*REQUIREMENT A*: Translate this sentence from the passage on AIDS advocacy into Spanish: "But we still do not have a cure or a vaccine."
*REQUIREMENT B*: Please extend the passage on AIDS advocacy, picking up after its final sentence.

AIDS advocates are beginning to bring the issue of HIV and AIDS to the front pages again. The battle against AIDS is not over is the message they are sending. There have been some significant breakthroughs to combat HIV, the virus that causes AIDS, including a variety of medication and preventative measures including education. But we still do not have a cure or a vaccine. With a rise in the infection rate among gay and bisexual men, we still have a crisis.
This eruption of activity suggests that we may be at another "critical moment," as has occurred at three critical earlier junctures of the epidemic. In 1982, the first wave of the response to AIDS was begun to provide supportive services and palliative care to ever-growing numbers of the sick and dying. The world's first and longest-lasting AIDS service organization, Gay Men's Health Crisis (GMHC) was launched in 1982. The following year, a newly formed People With AIDS Coalition (PWAC) enunciated The Denver Principles to promote self-empowerment and confront AIDSphobia, homophobia, and the dehumanization of people living with HIV.

*RAW DATA*:
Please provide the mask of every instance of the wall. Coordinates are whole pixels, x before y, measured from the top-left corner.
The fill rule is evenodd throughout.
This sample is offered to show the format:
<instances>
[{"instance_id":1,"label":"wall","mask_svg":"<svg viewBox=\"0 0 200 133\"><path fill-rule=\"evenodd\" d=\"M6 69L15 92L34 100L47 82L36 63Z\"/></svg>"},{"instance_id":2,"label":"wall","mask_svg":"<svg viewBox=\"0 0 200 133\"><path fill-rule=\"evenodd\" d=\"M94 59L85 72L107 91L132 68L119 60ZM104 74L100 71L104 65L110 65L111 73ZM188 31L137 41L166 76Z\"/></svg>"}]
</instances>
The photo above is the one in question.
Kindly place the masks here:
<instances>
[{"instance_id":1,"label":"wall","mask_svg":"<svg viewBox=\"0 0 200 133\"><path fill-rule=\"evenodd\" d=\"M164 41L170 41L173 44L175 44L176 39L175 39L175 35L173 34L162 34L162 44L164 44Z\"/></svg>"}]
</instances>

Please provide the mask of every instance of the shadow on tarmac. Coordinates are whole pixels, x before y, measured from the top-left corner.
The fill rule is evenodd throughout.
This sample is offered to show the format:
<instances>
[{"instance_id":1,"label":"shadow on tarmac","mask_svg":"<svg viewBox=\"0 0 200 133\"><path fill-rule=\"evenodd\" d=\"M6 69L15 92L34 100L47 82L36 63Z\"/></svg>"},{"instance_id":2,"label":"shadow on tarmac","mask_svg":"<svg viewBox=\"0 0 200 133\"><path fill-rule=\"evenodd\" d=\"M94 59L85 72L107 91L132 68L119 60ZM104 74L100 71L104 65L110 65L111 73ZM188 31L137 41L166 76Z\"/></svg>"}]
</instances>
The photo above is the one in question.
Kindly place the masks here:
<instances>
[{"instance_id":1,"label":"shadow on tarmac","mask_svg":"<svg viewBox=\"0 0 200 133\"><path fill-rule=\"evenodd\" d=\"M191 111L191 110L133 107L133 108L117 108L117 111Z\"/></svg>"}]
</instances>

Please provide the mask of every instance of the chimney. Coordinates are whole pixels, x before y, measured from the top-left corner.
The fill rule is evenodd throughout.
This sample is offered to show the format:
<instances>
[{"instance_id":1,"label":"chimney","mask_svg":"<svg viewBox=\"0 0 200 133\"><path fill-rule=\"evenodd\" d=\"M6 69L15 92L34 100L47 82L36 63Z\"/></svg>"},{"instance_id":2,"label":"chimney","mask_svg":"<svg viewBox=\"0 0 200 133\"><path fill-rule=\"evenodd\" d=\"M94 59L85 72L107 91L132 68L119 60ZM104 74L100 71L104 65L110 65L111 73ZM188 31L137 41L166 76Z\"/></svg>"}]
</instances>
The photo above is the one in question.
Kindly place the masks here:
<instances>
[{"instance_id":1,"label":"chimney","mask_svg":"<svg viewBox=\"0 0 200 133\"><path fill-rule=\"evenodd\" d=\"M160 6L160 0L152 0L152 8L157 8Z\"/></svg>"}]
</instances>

*WRITTEN RESPONSE A*: Pero todavía no tenemos una cura ni una vacuna.

*WRITTEN RESPONSE B*:
The second, and best-known, activist wave began in 1987, taking a far more public and confrontational approach. Its centerpiece was the creation and rapid proliferation of chapters of ACT UP. But that year also brought the AIDS Memorial Quilt to national attention, saw a major march on Washington focused on AIDS, and marked the publication of the landmark book And the Band Played On, the first to reach mainstream public awareness.
Yet if opportunities are expanding, so too are threats. Global commitment is wavering in the funding of ARV programs that have saved so many lives and prevented countless new infections. Revisions to international protocols threaten to reinstate strict limitations on the ability to override patent to make generic ARVs available. HIV transmission rate in the U.S. have not declined, and new infections among gay men -- most notably young men of color -- are on the rise. Harsh law enforcement measures are being used to criminalize sex by people with HIV regardless of evidence of transmission risk.